### REQUIREMENTS
Extract each line from the rows below that contains the word "wall".
++++ RECORDS PROVIDED ++++
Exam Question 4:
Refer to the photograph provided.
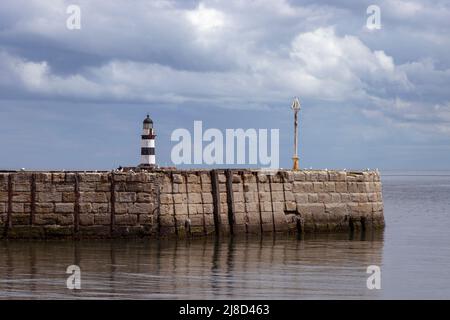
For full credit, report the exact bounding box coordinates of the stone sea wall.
[0,169,384,239]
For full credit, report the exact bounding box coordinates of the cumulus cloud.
[0,0,450,132]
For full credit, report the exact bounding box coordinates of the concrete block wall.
[0,170,384,239]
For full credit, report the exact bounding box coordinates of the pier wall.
[0,169,384,239]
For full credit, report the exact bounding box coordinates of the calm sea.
[0,172,450,299]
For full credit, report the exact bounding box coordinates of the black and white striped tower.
[140,115,156,167]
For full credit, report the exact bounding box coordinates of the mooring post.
[73,173,80,235]
[109,172,116,236]
[211,170,221,236]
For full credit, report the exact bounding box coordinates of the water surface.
[0,172,450,299]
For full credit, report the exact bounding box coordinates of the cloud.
[0,0,450,138]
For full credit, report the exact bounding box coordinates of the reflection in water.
[0,233,383,299]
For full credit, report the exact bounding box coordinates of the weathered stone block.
[92,203,110,213]
[128,203,154,214]
[36,191,62,202]
[175,204,188,215]
[160,193,174,204]
[80,213,94,226]
[200,173,211,185]
[35,202,54,213]
[294,171,306,181]
[55,203,74,213]
[187,173,200,184]
[115,192,134,202]
[94,214,111,226]
[115,214,137,226]
[295,193,308,203]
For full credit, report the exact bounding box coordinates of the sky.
[0,0,450,170]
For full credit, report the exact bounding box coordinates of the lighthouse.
[140,115,156,168]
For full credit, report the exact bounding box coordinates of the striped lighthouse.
[140,115,156,167]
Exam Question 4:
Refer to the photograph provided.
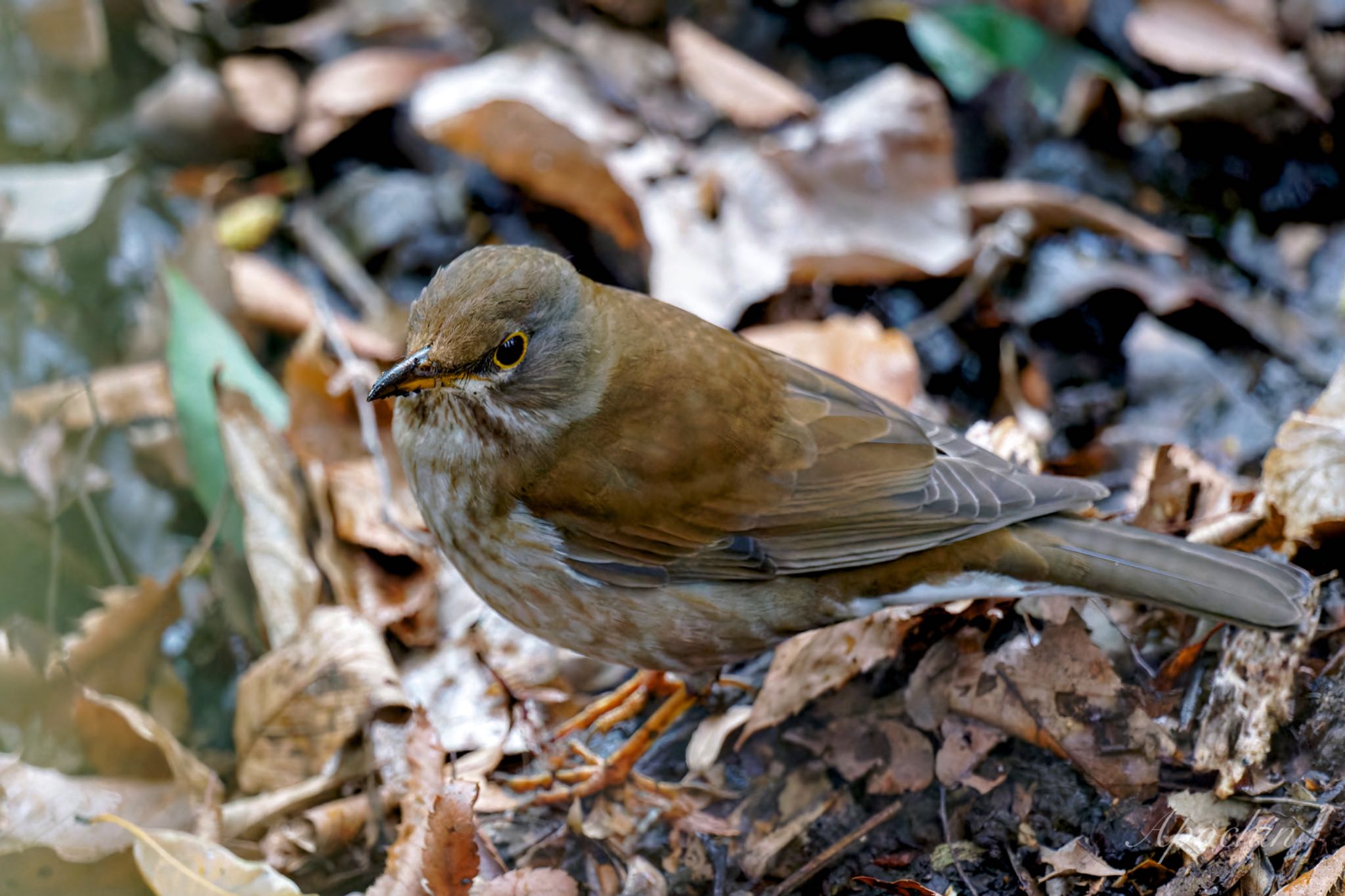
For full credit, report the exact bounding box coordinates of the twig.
[302,247,430,545]
[939,783,981,896]
[769,800,904,896]
[289,203,393,321]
++++
### ANSWER TO THE TASK
For full credit, report the exact bounding box coordinates of the stone sea wall.
For full credit, report the exact bounding box coordinates of the concrete block wall.
For full credit, report the exact bounding box coordinates of the pier wall.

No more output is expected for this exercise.